» **About this task**
The response should consist of every line below, unchanged.

(Referring expression grounding data)
=== Section Start ===

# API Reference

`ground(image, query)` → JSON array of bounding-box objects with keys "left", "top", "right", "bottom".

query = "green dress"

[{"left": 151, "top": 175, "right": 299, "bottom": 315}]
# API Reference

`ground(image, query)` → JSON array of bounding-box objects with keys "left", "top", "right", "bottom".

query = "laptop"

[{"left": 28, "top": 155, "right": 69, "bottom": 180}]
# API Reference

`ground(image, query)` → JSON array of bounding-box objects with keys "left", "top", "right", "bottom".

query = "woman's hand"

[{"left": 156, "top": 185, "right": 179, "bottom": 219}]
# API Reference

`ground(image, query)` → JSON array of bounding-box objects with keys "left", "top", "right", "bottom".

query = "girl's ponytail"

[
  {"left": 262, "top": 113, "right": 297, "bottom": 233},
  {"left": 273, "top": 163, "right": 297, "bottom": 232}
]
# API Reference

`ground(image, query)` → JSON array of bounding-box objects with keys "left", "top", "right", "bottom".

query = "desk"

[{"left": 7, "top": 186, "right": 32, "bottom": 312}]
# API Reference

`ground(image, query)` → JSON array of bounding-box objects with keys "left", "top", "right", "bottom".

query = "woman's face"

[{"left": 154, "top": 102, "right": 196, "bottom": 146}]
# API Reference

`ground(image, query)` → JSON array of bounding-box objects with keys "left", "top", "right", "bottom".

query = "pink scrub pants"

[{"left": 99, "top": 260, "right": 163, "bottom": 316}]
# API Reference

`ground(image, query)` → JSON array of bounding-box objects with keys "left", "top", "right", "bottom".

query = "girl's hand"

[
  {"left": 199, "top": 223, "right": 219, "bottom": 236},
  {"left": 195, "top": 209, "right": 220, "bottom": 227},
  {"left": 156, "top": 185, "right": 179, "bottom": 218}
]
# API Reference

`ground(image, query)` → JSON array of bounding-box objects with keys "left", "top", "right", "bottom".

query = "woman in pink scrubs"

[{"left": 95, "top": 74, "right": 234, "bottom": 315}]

=== Section End ===

» **Expected output**
# API Reference

`ground(image, query)` → JSON array of bounding-box objects with keys "left", "top", "right", "bottom".

query = "green dress"

[{"left": 151, "top": 175, "right": 299, "bottom": 315}]
# API Reference

`ground(image, query)` → JSON array of bounding-box objects with keys "left", "top", "right", "bottom".

query = "laptop"

[{"left": 28, "top": 155, "right": 69, "bottom": 180}]
# API Reference

`ground(image, query)` → JSON array of bounding-box objects with keys "left", "top", "right", "bottom".

query = "woman's hand"

[{"left": 156, "top": 185, "right": 179, "bottom": 219}]
# API Reference

`ground(image, query)` → JSON array of bounding-box objects with keys "left", "top", "right", "bottom".

query = "girl's ponytail"

[
  {"left": 262, "top": 113, "right": 297, "bottom": 233},
  {"left": 273, "top": 163, "right": 297, "bottom": 232}
]
# API Reference

`ground(image, query)` → JSON array of bounding-box objects with keys "left", "top", "right", "bottom".

query = "desk"

[{"left": 7, "top": 186, "right": 32, "bottom": 312}]
# API Reference

`ground(image, query)` → JSON array of bounding-box objects with keys "left", "top", "right", "bottom".

query = "woman's face"

[{"left": 154, "top": 102, "right": 196, "bottom": 146}]
# API Reference

`ground(image, query)` → JSON array of bounding-box objects with keys "left", "top", "right", "bottom".

query = "pink scrub pants"

[{"left": 99, "top": 260, "right": 163, "bottom": 316}]
# API Reference

`ground(image, query)` → JSON array of bounding-box objects with keys "left", "top", "right", "bottom".

query = "girl's hand"

[
  {"left": 199, "top": 223, "right": 219, "bottom": 236},
  {"left": 195, "top": 209, "right": 220, "bottom": 227},
  {"left": 156, "top": 185, "right": 179, "bottom": 218}
]
# API Reference

`ground(image, query)` → JSON array of bounding-box objects with keys "left", "top", "right", "bottom".

query = "woman in pink scrubs"

[{"left": 95, "top": 74, "right": 234, "bottom": 315}]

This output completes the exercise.